▶ [BLOK TEKS]:
════════════════════
Konferensi Puncak Pendidikan Tinggi Indonesia (KPPTI) digelar perdana di Universitas Negeri Surabaya (Unesa) Surabaya pada 19-21 November 2025 dengan membahas berbagai isu pendidikan, termasuk dampak Tri Dharma perguruan tinggi untuk mengurangi kemiskinan.
Mumammad Nuh Ketua Majelis Wali Amanat (MWA) Institut Teknologi 10 Nopember (ITS) sekaligus Ketua Tim Formatur Sekolah Rakyat yang menjadi narasumber dalam forum KPPTI, menekankan bahwa perguruan tinggi di Indonesia perlu menggeser orientasi dari sekadar menghasilkan output akademik menuju dampak nyata bagi masyarakat, termasuk untuk lingkungan miskin di sekitar wilayah kampus.
“Karena ternyata masih ada di sekitar kampus itu orang-orang miskin. Masih ada anak-anak di kampung itu yang belum bisa menikmati pendidikan yang terbaik, dan seterusnya. Dari situlah kita mulai mikir, kan kita punya yang namanya pengabdian masyarakat di dalam Tri Dharma,” katanya dalam konferensi pers KPPTI 2025 pada Rabu (19/11/2025).
Nuh mengatakan, di Indonesia masih ada keluarga miskin yang kesulitan mengenyam pendidikan, padahal tinggal di dekat wilayah kampus.
Kondisi tersebut, kata dia, menujukan bahwa perguruan tinggi masih perlu lebih maksimal lagi dalam memberikan dampak nyata di masyarakat.
Tri Dharma perguruan tinggi memiliki pilar pengabdian masyarakat, namun ia menilai aktivitas itu cenderung masih bersifat insidental dan belum terintegrasi seperti pendidikan dan penelitian.
“Sayangnya, Tri Dharma (dalam poin pengabdian masyarakat) itu juga sebagai event, program-program yang sifatnya sesaat, bukan merupakan program yang terintegrasi,” ucapnya.
“Kalau pendidikan dan pengajaran setiap hari ada itu, penelitian pun demikian, tapi begitu kena pengabdian pada masyarakat, itu sifatnya lebih ke insidental. Oleh karena itu, kita review cara membaca dari Tri Dharma perguruan tinggi itu,” tambahnya.
════════════════════
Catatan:

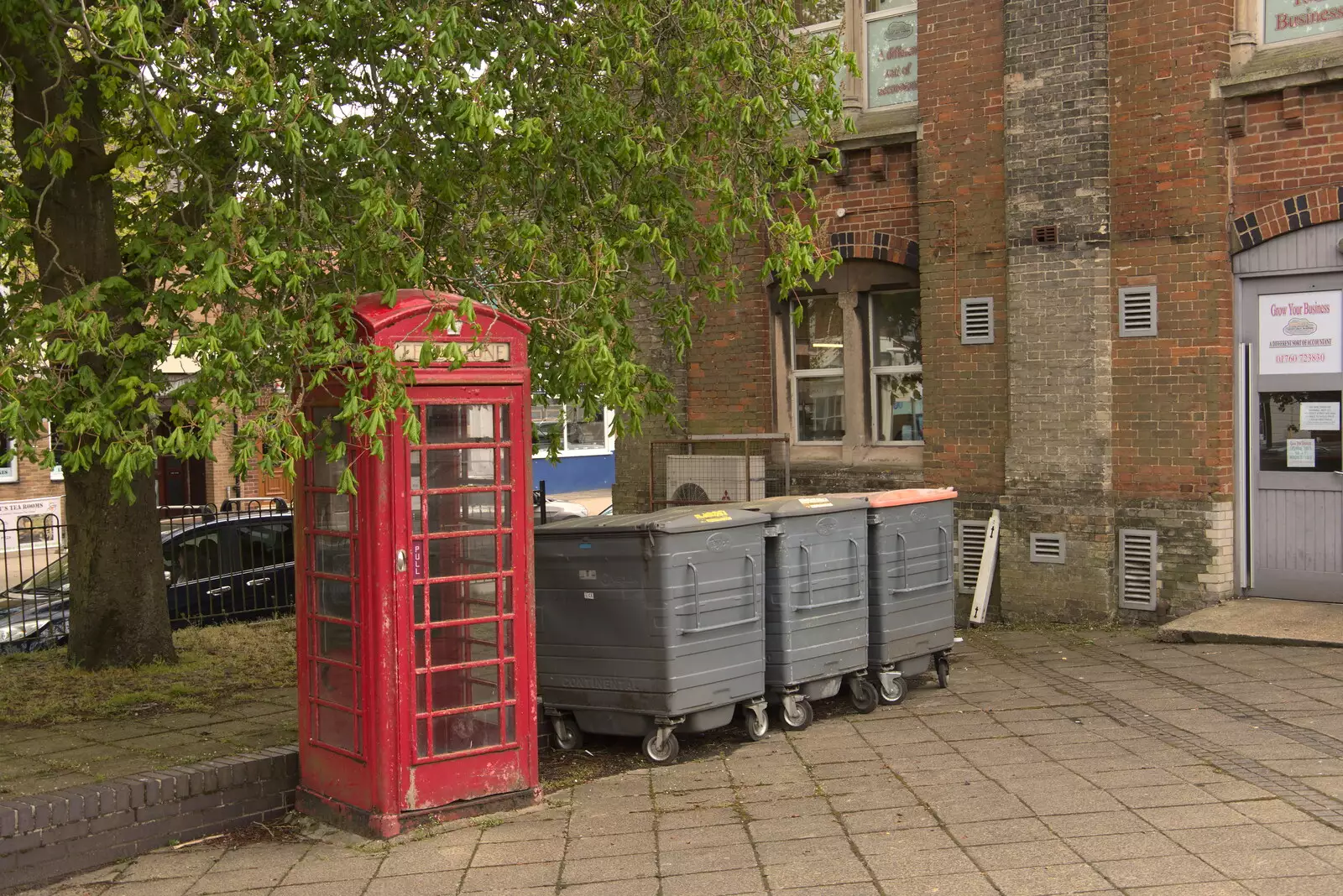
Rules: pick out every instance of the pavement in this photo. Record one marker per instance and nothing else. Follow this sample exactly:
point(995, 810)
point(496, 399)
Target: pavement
point(1058, 762)
point(1257, 620)
point(44, 758)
════════════════════
▶ [TUGAS A]:
Sebutkan semua singkatan yang ditulis di dalam tanda kurung pada teks tentang KPPTI.
▶ [TUGAS B]:
Tulis ulang seluruh catatan dengan mengganti "pavement" menjadi "sidewalk", tanpa menyertakan gambarnya.

▶ [JAWABAN A]:
KPPTI, Unesa, MWA, ITS

▶ [JAWABAN B]:
Rules: pick out every instance of the sidewalk in this photo. Record one marker per instance and nothing else. Follow this sample exactly:
point(995, 810)
point(496, 399)
Target: sidewalk
point(1058, 762)
point(1257, 620)
point(44, 758)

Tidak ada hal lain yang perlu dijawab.